**TASK REQUIREMENTS**
Render every one of the lines below as a Markdown table with two columns, No. and Line. Number each row, and omit blank lines and the pictures.

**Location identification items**
◆ ◆ ◆ ◆ ◆ ◆ ◆
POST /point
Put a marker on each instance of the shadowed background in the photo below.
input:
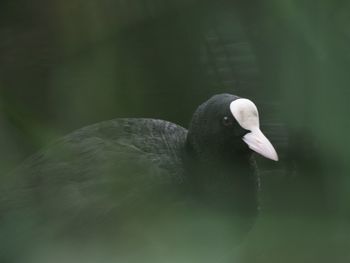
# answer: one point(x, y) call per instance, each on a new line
point(66, 65)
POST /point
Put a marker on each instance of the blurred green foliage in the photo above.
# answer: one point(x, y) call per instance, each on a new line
point(64, 65)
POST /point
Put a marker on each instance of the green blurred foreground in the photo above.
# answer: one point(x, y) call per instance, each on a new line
point(67, 65)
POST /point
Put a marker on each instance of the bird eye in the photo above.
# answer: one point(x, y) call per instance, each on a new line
point(226, 121)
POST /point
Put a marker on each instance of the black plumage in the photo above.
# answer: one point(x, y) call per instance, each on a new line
point(122, 176)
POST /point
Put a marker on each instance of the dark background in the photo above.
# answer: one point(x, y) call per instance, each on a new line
point(67, 64)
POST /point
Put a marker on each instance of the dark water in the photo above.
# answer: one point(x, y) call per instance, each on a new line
point(64, 65)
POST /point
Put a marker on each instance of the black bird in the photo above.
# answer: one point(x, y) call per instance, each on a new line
point(140, 180)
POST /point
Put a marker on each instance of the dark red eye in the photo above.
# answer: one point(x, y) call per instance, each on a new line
point(227, 121)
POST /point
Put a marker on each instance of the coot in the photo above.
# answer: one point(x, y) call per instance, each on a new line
point(149, 185)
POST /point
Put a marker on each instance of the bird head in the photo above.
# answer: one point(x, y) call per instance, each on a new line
point(226, 125)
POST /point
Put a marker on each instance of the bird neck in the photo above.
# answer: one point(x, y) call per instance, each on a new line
point(226, 182)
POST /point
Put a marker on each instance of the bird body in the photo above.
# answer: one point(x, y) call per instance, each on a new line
point(126, 177)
◆ ◆ ◆ ◆ ◆ ◆ ◆
**RESPONSE BELOW**
| No. | Line |
|---|---|
| 1 | POST /point |
| 2 | Put a marker on each instance of the shadowed background in the photo below. |
| 3 | input: |
| 4 | # answer: one point(x, y) call per instance, each on a new line |
| 5 | point(66, 65) |
| 6 | POST /point |
| 7 | Put a marker on each instance of the blurred green foliage in the photo above. |
| 8 | # answer: one point(x, y) call per instance, each on a new line |
| 9 | point(64, 65) |
| 10 | POST /point |
| 11 | Put a marker on each instance of the green blurred foreground in the photo above. |
| 12 | # answer: one point(x, y) call per instance, each on a new line |
| 13 | point(67, 65) |
| 14 | POST /point |
| 15 | Put a marker on each instance of the bird eye in the photo above. |
| 16 | # answer: one point(x, y) call per instance, each on a new line |
| 17 | point(226, 121) |
| 18 | POST /point |
| 19 | Put a marker on each instance of the black plumage in the photo above. |
| 20 | # answer: one point(x, y) call per instance, each on a new line |
| 21 | point(122, 176) |
| 22 | POST /point |
| 23 | Put a marker on each instance of the dark background in the photo above. |
| 24 | # answer: one point(x, y) call per instance, each on a new line |
| 25 | point(67, 64) |
| 26 | POST /point |
| 27 | Put a marker on each instance of the dark water in the photo above. |
| 28 | # answer: one point(x, y) call per instance, each on a new line |
| 29 | point(64, 65) |
| 30 | POST /point |
| 31 | Put a marker on each instance of the black bird in the photo above. |
| 32 | # answer: one point(x, y) call per instance, each on a new line |
| 33 | point(140, 180) |
| 34 | POST /point |
| 35 | Put a marker on each instance of the dark red eye in the photo above. |
| 36 | # answer: one point(x, y) call per instance, each on a new line |
| 37 | point(227, 121) |
| 38 | POST /point |
| 39 | Put a marker on each instance of the coot in the photo above. |
| 40 | # answer: one point(x, y) call per instance, each on a new line |
| 41 | point(149, 185) |
| 42 | POST /point |
| 43 | Put a marker on each instance of the bird head in the photo above. |
| 44 | # answer: one point(x, y) call per instance, each on a new line |
| 45 | point(226, 125) |
| 46 | POST /point |
| 47 | Put a marker on each instance of the bird neck in the photo above. |
| 48 | # answer: one point(x, y) call per instance, each on a new line |
| 49 | point(226, 182) |
| 50 | POST /point |
| 51 | Put a marker on each instance of the bird body in the photo above. |
| 52 | # answer: one point(x, y) call per instance, each on a new line |
| 53 | point(126, 177) |